--- Page excerpt Enclosed Below ---

Again, I thought I had reached some manner of unconditional love for myself. But perhaps I'm only at a five. Perhaps I'm half way there. It felt like a ten or a nine at least, but I may have a long way to go yet.

I still haven't let the love be received. I still haven't allowed myself to receive unconditional love. I am so independent, I have little to no reliance on others (except my parents and there money and all that good stuff, but I have no other choice.) In every other way, I just don't --

Wow, I've been shaking uncontrollably for the past two hours and in an instant it stopped. Which is a huge relief because my legs were aching from the constant movement. Just from writing that last paragraph, suddenly the shaking has stopped. I suppose I hit the root of something.

I feel calmer now, more peaceful. Perhaps I know why this is. I just wrote in on the forum... the only way to conquer a wound is to step outside of it, since a wound cannot heal a wound. So I think by addressing it, I made the choice to step outside of it and observe myself from a place of Being, a place of Higher Consciousness, a place of ultimate confidence and peace.

--- End of Enclosed Page excerpt ---
--- Given data Enclosed Below ---

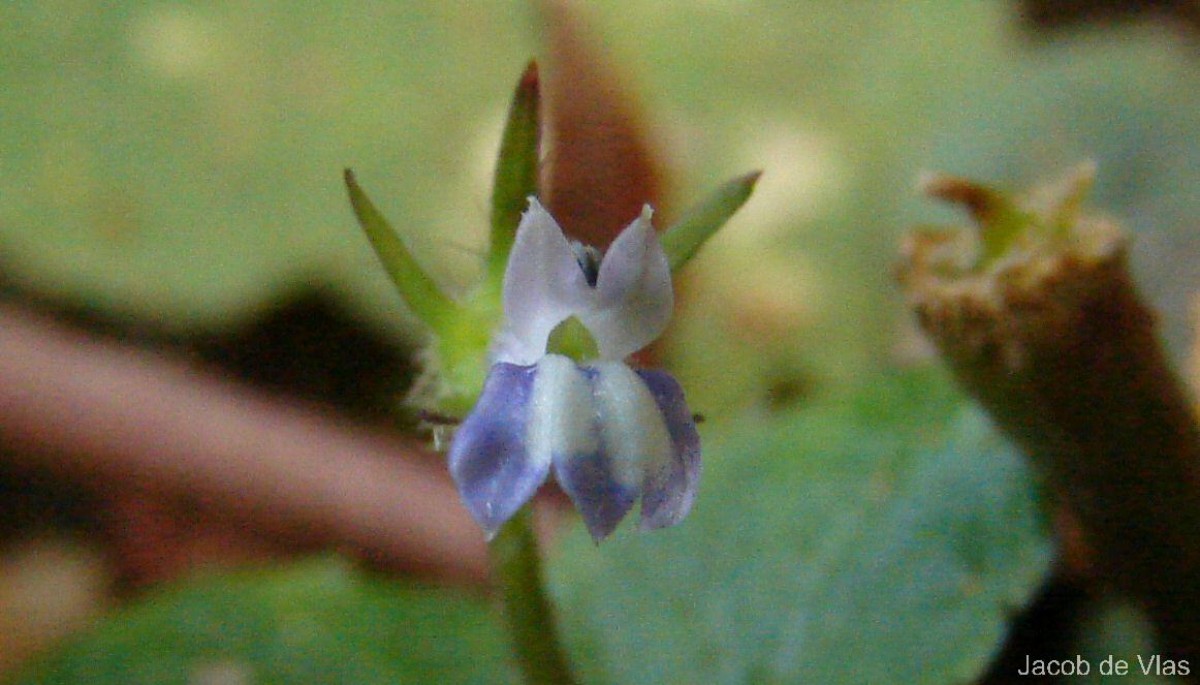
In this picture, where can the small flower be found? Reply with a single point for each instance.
(612, 433)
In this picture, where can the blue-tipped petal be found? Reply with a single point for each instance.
(603, 502)
(670, 486)
(495, 472)
(567, 426)
(633, 434)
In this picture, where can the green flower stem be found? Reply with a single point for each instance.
(527, 610)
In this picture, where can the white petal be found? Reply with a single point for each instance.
(633, 299)
(562, 414)
(543, 286)
(605, 485)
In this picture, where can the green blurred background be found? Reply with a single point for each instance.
(175, 168)
(178, 163)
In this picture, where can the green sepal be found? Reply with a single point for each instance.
(682, 239)
(417, 288)
(516, 170)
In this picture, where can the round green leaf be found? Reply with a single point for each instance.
(851, 544)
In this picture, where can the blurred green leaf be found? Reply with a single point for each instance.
(417, 288)
(313, 623)
(683, 238)
(516, 169)
(883, 539)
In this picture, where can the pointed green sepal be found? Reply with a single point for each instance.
(415, 287)
(682, 239)
(516, 169)
(1065, 200)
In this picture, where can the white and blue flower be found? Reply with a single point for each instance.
(611, 433)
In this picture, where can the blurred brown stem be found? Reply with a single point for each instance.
(101, 415)
(1059, 347)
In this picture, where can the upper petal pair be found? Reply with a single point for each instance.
(544, 284)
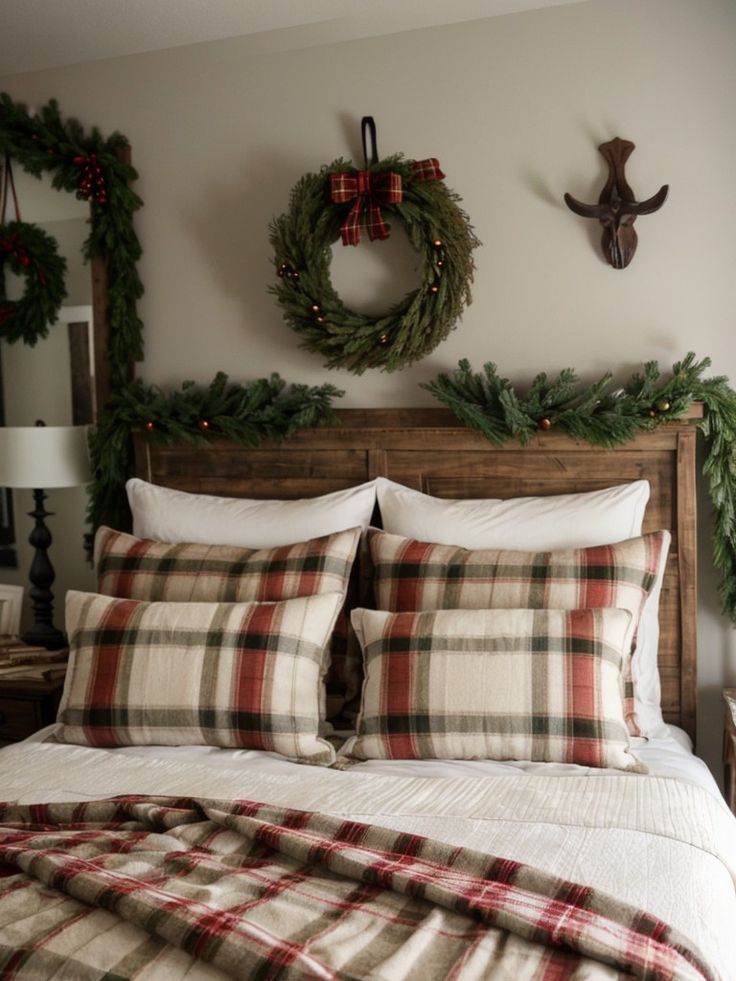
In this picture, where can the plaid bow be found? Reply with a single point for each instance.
(428, 170)
(370, 192)
(13, 245)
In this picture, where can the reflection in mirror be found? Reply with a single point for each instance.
(53, 380)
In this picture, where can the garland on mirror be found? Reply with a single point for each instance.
(265, 409)
(29, 252)
(90, 166)
(604, 416)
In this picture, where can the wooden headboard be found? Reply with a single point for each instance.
(428, 449)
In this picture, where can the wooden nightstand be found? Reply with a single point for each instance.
(26, 705)
(729, 748)
(31, 683)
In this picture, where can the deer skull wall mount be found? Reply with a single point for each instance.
(617, 209)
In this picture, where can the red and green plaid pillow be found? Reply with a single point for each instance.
(414, 575)
(541, 685)
(139, 568)
(245, 675)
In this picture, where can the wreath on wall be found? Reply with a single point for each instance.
(339, 202)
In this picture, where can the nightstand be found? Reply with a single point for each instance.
(26, 705)
(729, 748)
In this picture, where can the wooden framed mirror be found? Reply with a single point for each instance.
(101, 333)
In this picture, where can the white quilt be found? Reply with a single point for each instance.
(661, 843)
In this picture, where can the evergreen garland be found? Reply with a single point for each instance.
(436, 227)
(596, 414)
(29, 251)
(247, 414)
(90, 166)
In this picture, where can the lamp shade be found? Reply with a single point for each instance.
(43, 456)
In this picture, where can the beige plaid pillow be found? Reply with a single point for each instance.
(540, 685)
(139, 568)
(414, 575)
(245, 675)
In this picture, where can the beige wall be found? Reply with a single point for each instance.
(514, 108)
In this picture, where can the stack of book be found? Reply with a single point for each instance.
(19, 660)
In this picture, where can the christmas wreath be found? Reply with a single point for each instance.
(336, 203)
(29, 251)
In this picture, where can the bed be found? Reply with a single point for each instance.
(419, 847)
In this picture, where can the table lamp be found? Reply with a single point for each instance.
(38, 457)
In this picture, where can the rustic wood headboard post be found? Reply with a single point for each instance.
(430, 450)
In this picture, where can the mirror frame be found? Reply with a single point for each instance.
(45, 142)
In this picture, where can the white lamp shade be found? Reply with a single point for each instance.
(43, 456)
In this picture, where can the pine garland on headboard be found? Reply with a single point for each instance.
(604, 416)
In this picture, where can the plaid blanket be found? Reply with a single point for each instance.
(166, 888)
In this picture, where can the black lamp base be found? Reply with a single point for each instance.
(43, 633)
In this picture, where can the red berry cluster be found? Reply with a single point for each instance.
(92, 183)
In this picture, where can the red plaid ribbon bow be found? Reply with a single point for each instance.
(370, 191)
(13, 245)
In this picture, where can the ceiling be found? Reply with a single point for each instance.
(38, 34)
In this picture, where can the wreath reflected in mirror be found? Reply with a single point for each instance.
(29, 252)
(340, 202)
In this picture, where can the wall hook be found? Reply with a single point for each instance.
(617, 208)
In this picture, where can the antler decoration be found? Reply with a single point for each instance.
(617, 209)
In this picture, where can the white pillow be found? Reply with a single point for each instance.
(523, 524)
(176, 516)
(542, 524)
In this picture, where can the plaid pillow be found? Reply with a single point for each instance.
(138, 568)
(413, 575)
(539, 685)
(245, 675)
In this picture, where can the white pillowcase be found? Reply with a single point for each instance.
(524, 524)
(542, 524)
(177, 516)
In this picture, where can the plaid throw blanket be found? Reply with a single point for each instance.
(159, 887)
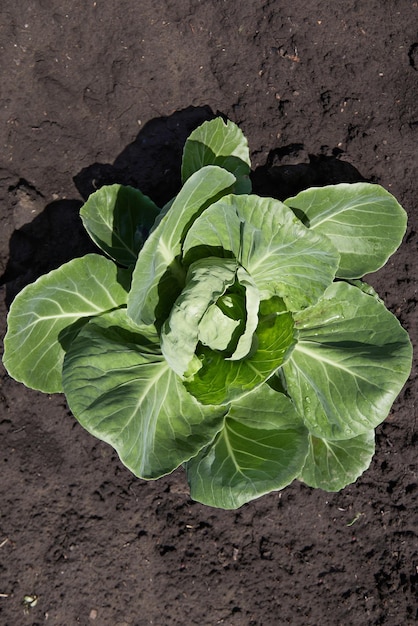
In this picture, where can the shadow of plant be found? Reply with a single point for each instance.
(151, 163)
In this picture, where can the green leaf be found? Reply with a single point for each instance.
(332, 465)
(282, 256)
(118, 219)
(262, 447)
(158, 276)
(206, 281)
(121, 390)
(218, 143)
(46, 315)
(351, 361)
(220, 381)
(364, 221)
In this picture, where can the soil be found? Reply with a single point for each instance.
(100, 92)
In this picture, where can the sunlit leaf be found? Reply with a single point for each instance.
(364, 221)
(47, 314)
(262, 447)
(121, 389)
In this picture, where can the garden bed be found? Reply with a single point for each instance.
(95, 93)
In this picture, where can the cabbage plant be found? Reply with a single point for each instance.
(224, 332)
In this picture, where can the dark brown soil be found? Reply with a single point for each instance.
(97, 92)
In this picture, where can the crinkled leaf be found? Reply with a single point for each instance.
(121, 390)
(364, 221)
(282, 256)
(119, 219)
(206, 281)
(262, 447)
(218, 143)
(220, 380)
(158, 276)
(46, 315)
(351, 361)
(332, 465)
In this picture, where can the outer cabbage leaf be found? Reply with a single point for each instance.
(262, 447)
(119, 219)
(46, 315)
(364, 221)
(220, 380)
(158, 276)
(282, 256)
(121, 390)
(351, 361)
(332, 465)
(218, 143)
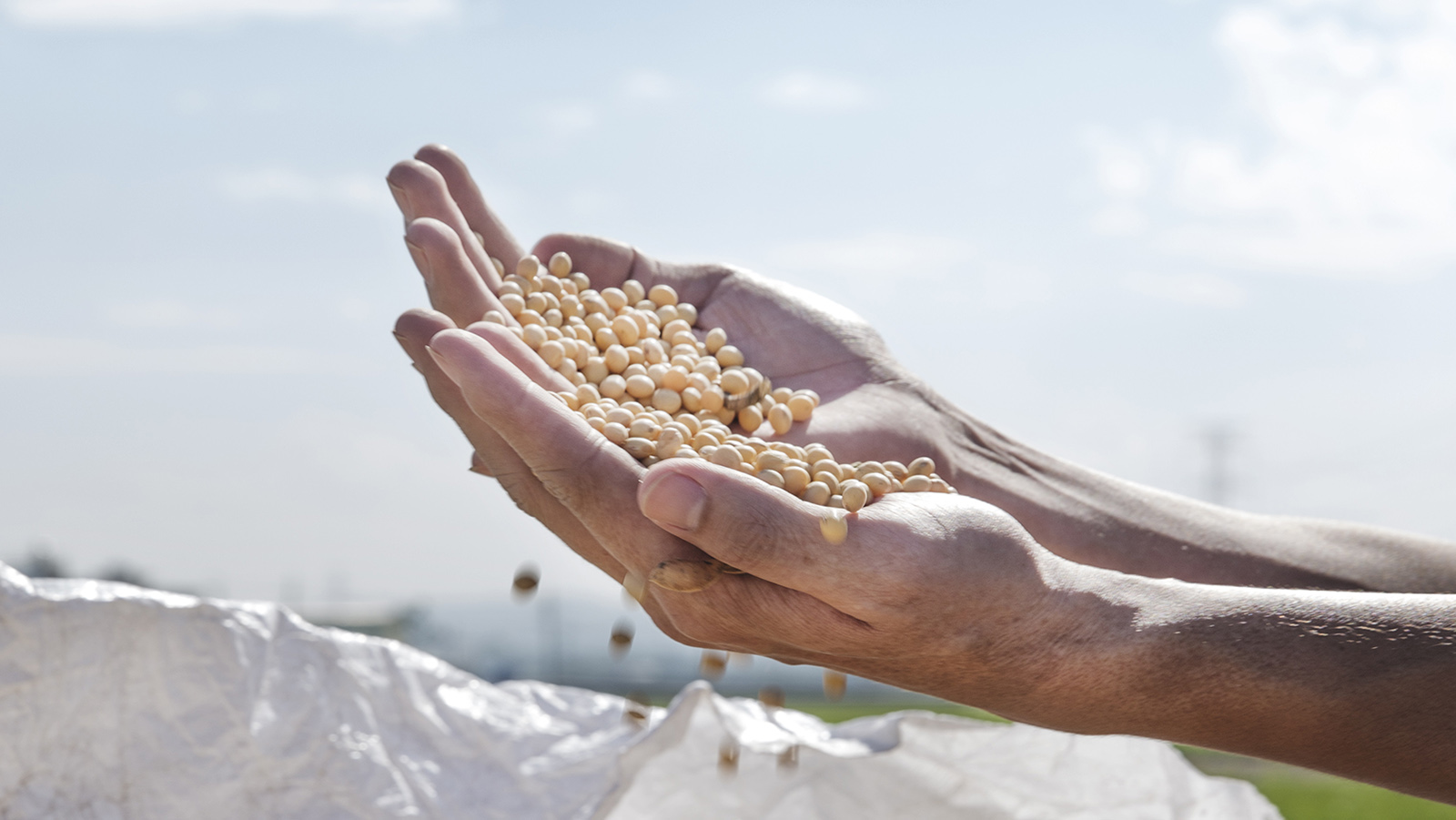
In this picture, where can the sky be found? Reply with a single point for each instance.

--- End of Enclosed Given data ---

→ **Work request 1**: Retype the part of the journal entry on self-love that opens with the words "I feel calmer" and closes with "confidence and peace.".
→ **Work request 2**: Continue the journal entry on self-love from the point where it stops.

→ **Task answer 1**:
I feel calmer now, more peaceful. Perhaps I know why this is. I just wrote in on the forum... the only way to conquer a wound is to step outside of it, since a wound cannot heal a wound. So I think by addressing it, I made the choice to step outside of it and observe myself from a place of Being, a place of Higher Consciousness, a place of ultimate confidence and peace.

→ **Task answer 2**:
The only place that can bring you understanding.

But the shaking is slightly returning, so lets go back to that place.

I never want to let others teach me. I never want others to tell me what to do. I never want others to tell me what life is about, or give me advice, or tell me specifically what my life is about. I don't want others help. I don't want to admit that anyone else knows better.

It's like, I've accepted that my opinions don't need to be aligned with others'. I've accepted that they know best how to become More in their life. I've accepted that they have wisdom and truth. but I'm still unwilling to let anybody else.. nurture me? I'm unwilling to let anybody heal me. I'm unwilling to let anybody guide me. I'm unwilling to let there be a flow between anyone and myself. I want to keep myself separated, disconnected, independent. I can let it flow out, on special occasions, but now it's time for me to let it come in.

Nurturance. I'm unwilling to let the "Mother" nurture me. I'm unwilling to let Mother Earth nurture me. I'm unwilling to let the material universe take care of me, support me. I'm unwilling to accept the unconditional love and in that sense, the unconditional servitude of support, of sustenance. I've always felt that we had to rely on ourselves, that we had to take responsibility. And of course, we do. This is a Father quality. And I feel that I have to control everything, that I have to fight everything, that I have to MAKE EVERYTHING HAPPEN.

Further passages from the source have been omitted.